BEGIN

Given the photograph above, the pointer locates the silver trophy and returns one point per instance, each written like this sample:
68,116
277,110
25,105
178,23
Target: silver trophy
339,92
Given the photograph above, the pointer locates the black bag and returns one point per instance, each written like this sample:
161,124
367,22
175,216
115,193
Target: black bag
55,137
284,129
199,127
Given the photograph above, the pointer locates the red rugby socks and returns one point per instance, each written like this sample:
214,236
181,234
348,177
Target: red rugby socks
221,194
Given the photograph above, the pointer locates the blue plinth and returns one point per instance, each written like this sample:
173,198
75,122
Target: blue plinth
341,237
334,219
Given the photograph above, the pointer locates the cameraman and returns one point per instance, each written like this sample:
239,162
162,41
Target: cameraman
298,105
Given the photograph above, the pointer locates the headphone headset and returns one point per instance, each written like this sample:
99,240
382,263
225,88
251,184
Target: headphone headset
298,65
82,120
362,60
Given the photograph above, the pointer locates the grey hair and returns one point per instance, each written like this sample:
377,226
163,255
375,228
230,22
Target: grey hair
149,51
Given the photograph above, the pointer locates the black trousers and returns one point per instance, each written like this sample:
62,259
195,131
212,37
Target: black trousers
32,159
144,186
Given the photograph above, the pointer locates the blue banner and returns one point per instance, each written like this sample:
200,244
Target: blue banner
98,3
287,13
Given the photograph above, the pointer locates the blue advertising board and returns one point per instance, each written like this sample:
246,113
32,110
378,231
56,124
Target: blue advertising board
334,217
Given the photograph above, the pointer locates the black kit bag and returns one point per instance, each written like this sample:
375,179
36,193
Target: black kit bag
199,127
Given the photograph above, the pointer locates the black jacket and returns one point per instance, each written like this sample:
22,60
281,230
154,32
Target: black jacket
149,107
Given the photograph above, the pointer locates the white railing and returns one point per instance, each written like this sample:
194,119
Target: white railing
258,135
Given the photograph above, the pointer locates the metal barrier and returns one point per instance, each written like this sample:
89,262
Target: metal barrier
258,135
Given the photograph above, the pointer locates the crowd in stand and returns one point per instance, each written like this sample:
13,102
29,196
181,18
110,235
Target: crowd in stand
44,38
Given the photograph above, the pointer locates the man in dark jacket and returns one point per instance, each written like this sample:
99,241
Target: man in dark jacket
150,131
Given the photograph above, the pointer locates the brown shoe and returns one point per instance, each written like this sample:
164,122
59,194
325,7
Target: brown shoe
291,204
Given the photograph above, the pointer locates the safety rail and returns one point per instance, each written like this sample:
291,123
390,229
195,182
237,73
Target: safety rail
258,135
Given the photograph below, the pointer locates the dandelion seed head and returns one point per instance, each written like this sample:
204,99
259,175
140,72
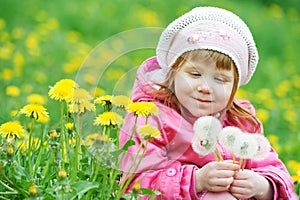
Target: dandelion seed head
263,147
228,136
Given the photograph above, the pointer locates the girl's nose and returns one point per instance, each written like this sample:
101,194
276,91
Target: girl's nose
203,87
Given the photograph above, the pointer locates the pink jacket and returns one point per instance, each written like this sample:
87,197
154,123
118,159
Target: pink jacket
169,162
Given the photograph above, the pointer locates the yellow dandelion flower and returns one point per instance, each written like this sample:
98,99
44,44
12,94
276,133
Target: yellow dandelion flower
62,173
121,101
35,111
90,139
294,165
7,74
12,129
13,113
24,145
148,131
10,150
143,108
12,91
103,100
108,119
69,126
36,99
63,90
43,119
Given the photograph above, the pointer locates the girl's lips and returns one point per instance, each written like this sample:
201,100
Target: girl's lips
203,100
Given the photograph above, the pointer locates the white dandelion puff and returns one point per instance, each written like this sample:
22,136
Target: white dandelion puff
264,147
228,136
206,131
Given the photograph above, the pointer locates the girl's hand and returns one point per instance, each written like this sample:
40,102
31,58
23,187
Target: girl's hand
215,176
247,184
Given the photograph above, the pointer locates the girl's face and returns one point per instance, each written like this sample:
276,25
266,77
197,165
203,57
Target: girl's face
201,88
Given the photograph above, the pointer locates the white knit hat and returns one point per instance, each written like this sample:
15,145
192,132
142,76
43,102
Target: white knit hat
208,28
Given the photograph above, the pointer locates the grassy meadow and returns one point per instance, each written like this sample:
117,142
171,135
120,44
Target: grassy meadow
99,45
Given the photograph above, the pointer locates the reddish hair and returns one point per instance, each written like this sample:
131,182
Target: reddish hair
233,109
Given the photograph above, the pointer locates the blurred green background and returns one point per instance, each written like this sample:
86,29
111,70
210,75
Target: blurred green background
42,42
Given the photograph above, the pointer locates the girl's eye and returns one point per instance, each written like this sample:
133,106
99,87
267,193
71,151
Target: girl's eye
195,74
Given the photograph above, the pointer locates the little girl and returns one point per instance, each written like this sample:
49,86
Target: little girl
202,59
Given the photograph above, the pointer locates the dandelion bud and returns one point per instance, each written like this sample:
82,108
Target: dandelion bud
53,134
69,126
62,174
32,190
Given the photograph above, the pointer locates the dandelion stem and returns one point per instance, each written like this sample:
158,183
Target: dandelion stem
12,183
219,154
125,184
6,186
62,135
244,164
30,149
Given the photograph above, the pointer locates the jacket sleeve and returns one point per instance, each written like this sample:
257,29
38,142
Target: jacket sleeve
173,179
273,168
275,171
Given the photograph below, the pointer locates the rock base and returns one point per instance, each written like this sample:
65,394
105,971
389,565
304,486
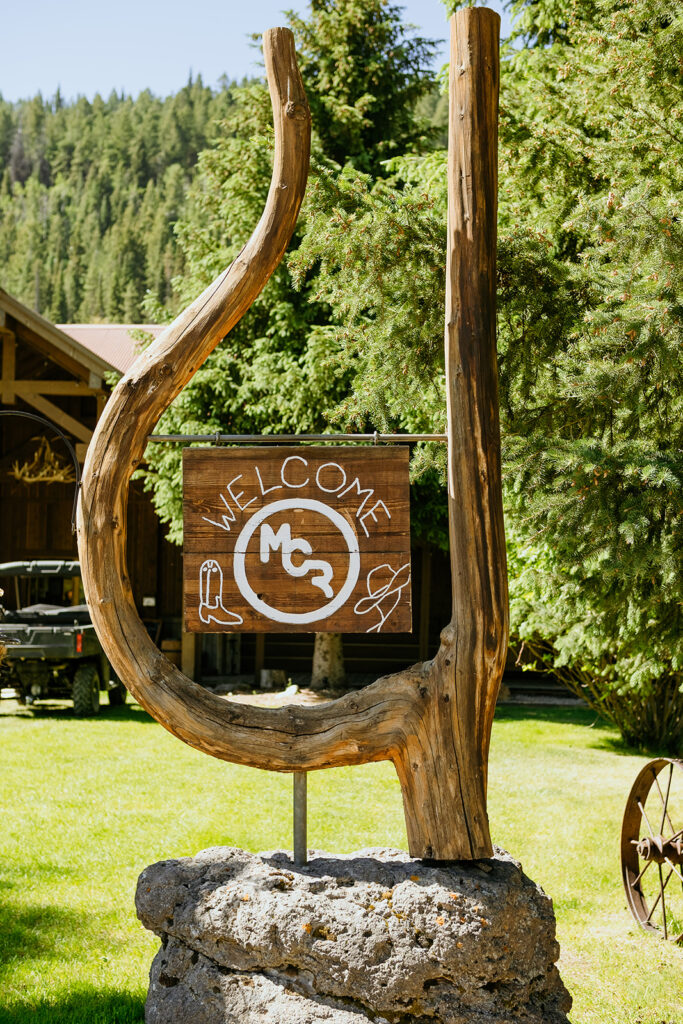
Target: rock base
375,936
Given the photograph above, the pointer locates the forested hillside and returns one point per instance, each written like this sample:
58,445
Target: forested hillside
89,193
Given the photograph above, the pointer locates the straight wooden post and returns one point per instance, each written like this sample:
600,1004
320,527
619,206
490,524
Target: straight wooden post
433,721
443,770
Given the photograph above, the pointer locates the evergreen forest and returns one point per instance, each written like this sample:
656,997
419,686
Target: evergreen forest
126,209
89,196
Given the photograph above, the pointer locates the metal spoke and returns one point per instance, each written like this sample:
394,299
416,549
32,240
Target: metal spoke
660,896
647,820
674,868
637,880
665,803
664,902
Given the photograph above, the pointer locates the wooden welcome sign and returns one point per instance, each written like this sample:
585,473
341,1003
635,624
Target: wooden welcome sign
305,539
432,720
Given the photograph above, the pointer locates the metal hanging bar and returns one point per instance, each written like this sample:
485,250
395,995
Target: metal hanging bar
375,438
299,818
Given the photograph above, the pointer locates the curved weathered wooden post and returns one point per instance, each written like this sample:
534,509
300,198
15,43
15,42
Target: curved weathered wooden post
433,720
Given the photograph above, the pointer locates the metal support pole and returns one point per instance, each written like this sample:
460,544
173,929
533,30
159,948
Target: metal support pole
300,839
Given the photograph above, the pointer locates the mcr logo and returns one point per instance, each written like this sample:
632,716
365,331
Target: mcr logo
311,542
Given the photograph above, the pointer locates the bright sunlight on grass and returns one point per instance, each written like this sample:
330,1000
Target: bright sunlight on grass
86,805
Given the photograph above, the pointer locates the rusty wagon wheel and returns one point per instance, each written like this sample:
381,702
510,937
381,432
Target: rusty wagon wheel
652,848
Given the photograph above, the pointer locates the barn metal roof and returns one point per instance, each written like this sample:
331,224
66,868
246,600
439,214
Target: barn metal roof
112,342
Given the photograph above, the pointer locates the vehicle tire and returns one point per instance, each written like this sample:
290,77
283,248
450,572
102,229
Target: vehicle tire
118,693
85,690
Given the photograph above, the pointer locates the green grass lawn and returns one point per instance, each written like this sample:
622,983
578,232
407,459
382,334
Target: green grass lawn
86,805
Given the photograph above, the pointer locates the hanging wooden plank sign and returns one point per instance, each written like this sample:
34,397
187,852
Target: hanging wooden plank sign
297,539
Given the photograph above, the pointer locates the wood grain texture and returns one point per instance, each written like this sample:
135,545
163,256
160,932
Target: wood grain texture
346,518
432,720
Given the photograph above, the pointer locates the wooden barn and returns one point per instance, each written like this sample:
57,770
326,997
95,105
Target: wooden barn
60,373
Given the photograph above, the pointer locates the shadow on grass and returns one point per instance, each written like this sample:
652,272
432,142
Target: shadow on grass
607,738
559,715
34,936
33,933
85,1007
63,712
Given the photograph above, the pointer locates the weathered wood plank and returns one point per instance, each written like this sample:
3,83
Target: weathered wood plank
56,387
7,389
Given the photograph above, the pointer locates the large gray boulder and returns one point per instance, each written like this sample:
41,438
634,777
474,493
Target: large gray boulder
375,936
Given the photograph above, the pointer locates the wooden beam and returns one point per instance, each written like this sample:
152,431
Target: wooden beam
56,339
7,391
56,387
56,355
425,601
58,416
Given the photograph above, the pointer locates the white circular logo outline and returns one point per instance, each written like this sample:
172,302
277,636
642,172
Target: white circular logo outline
285,505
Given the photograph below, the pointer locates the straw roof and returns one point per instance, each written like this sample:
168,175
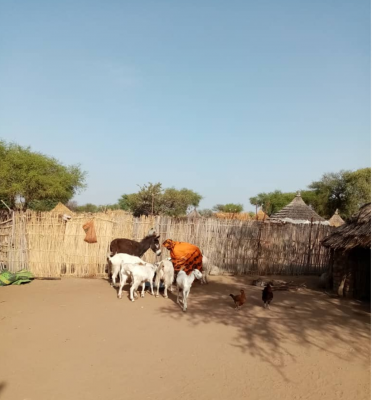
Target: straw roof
261,215
336,220
62,209
356,232
193,214
298,212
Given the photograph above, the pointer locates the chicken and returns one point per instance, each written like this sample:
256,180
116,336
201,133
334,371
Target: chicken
267,295
239,299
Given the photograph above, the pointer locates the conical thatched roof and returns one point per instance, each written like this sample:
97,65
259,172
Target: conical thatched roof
356,232
261,215
62,209
298,212
193,214
336,220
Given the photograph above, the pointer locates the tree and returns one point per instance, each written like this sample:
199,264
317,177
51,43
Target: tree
89,207
31,179
152,199
229,208
123,202
206,213
344,190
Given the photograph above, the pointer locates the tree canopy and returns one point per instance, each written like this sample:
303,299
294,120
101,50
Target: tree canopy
344,190
152,199
30,179
229,208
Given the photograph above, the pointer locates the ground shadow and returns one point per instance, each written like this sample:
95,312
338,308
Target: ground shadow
302,317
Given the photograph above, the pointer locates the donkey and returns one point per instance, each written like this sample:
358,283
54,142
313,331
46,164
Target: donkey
134,248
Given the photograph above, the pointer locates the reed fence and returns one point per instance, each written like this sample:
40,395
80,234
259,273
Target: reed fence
50,247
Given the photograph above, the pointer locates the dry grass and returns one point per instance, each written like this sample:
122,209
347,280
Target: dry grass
49,246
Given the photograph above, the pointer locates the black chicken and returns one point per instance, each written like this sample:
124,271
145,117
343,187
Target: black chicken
267,295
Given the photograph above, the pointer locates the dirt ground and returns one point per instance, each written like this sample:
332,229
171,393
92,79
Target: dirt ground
73,339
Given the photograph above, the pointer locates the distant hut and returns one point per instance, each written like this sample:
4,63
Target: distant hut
297,212
336,220
350,246
193,214
63,211
261,216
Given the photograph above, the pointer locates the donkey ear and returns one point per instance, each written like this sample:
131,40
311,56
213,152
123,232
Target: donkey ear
151,232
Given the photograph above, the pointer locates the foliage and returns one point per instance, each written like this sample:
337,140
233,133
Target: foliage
229,208
206,213
123,203
89,207
152,199
344,190
31,179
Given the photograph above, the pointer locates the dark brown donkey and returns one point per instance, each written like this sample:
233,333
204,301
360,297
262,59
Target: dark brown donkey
134,248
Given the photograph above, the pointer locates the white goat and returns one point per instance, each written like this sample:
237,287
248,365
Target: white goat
140,274
207,266
116,262
165,273
184,283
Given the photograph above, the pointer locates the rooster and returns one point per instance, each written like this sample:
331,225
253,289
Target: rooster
239,299
267,295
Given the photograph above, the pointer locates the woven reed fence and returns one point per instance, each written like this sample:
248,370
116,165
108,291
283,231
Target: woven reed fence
51,247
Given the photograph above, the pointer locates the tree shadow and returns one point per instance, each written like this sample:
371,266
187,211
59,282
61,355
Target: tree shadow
305,317
2,387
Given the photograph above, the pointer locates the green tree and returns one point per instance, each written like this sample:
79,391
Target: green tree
206,213
344,190
31,179
229,208
123,202
152,199
89,207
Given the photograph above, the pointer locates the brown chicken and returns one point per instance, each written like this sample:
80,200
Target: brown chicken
239,299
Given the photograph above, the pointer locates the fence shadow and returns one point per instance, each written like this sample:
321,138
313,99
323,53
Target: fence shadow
300,317
2,387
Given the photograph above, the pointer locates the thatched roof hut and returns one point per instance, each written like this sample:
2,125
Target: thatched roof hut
297,212
63,211
355,233
261,215
336,220
350,245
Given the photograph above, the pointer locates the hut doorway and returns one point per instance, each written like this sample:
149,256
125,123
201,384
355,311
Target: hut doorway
362,274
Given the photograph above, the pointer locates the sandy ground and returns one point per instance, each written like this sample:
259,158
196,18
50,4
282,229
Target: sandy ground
73,339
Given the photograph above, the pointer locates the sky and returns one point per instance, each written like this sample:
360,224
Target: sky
227,98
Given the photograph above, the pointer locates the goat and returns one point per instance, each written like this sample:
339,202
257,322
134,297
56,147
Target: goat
140,274
116,262
206,269
134,248
165,273
184,283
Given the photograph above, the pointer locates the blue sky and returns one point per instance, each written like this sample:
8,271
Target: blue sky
228,98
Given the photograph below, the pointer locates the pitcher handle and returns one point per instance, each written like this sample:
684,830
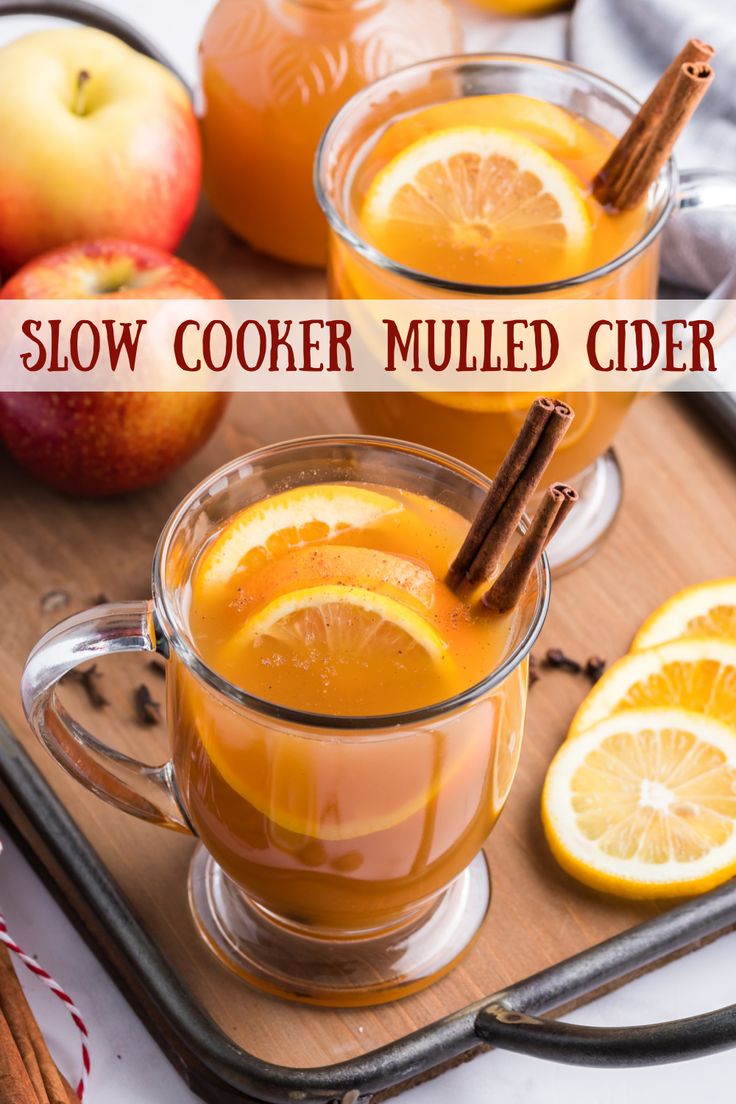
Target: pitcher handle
146,792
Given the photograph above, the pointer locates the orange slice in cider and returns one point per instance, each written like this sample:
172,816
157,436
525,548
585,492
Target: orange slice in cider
551,127
394,575
292,519
479,204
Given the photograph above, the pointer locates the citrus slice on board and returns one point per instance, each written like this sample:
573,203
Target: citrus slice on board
284,521
470,203
643,804
705,609
343,622
696,673
348,564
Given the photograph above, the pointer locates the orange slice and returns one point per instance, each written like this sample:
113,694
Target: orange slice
695,673
470,203
705,609
643,804
404,580
551,127
349,623
295,518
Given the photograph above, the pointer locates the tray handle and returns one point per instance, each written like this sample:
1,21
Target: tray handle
89,14
649,1044
146,792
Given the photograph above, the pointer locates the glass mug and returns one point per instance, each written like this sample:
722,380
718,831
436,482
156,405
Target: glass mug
330,917
480,433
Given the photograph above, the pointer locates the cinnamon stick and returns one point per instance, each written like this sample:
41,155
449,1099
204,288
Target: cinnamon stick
510,585
516,480
571,498
640,154
45,1080
71,1095
16,1085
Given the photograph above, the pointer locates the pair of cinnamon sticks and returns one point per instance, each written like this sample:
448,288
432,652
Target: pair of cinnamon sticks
28,1072
498,518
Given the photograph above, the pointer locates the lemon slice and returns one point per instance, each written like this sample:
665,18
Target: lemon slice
341,789
552,127
469,202
288,520
706,609
348,564
643,804
697,673
344,622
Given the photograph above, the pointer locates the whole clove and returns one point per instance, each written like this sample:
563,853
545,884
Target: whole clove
595,667
53,602
149,711
88,678
556,659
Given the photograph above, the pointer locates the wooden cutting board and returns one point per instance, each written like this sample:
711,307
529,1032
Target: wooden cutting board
676,527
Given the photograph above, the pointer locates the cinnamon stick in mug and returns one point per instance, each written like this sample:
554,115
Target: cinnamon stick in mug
640,154
510,585
516,480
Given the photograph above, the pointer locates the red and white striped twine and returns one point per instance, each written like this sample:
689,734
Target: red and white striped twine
56,989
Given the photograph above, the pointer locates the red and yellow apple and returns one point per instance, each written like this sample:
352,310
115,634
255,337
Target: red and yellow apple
99,444
97,140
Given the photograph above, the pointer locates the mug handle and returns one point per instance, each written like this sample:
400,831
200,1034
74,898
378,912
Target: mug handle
146,792
89,14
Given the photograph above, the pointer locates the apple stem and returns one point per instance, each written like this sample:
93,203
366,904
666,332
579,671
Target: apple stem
81,102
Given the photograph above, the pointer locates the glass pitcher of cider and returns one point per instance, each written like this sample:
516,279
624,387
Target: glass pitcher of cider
273,74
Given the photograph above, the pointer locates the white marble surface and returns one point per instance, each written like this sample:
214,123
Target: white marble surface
127,1065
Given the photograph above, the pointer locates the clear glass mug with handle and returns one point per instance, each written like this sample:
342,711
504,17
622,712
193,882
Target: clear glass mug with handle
479,427
382,884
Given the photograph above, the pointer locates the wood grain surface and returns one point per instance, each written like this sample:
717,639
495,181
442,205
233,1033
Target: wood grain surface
676,527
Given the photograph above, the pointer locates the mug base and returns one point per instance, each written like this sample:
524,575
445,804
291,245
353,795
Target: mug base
370,968
600,488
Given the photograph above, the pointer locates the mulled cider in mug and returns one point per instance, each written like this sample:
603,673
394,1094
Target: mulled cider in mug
344,726
472,177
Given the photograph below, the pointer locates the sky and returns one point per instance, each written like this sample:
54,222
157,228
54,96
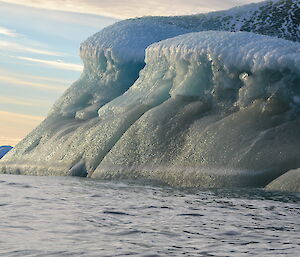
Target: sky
39,42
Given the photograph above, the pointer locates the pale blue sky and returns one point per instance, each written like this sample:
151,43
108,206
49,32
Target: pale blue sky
39,49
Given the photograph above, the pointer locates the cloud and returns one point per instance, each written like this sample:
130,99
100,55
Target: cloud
8,32
15,126
55,64
22,82
15,47
21,101
133,8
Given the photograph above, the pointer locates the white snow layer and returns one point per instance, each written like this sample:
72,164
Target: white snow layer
209,109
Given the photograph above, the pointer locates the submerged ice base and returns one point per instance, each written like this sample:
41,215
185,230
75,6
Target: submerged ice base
207,109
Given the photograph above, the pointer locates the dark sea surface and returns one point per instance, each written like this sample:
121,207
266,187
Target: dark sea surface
67,216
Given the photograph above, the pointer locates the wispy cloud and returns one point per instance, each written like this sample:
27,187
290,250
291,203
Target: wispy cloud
38,79
21,101
14,116
8,32
19,81
133,8
15,126
15,47
54,64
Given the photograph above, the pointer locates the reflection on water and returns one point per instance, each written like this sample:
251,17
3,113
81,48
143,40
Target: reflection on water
64,216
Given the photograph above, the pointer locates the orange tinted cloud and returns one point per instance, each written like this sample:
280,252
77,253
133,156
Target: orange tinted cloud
15,126
133,8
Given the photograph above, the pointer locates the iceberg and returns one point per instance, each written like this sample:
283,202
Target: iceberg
176,100
4,150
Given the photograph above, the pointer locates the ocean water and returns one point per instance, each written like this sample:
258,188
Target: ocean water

END

Task item: Some lines above may contain the string "ocean". State how many of them the records have, and nothing more.

Task answer: 2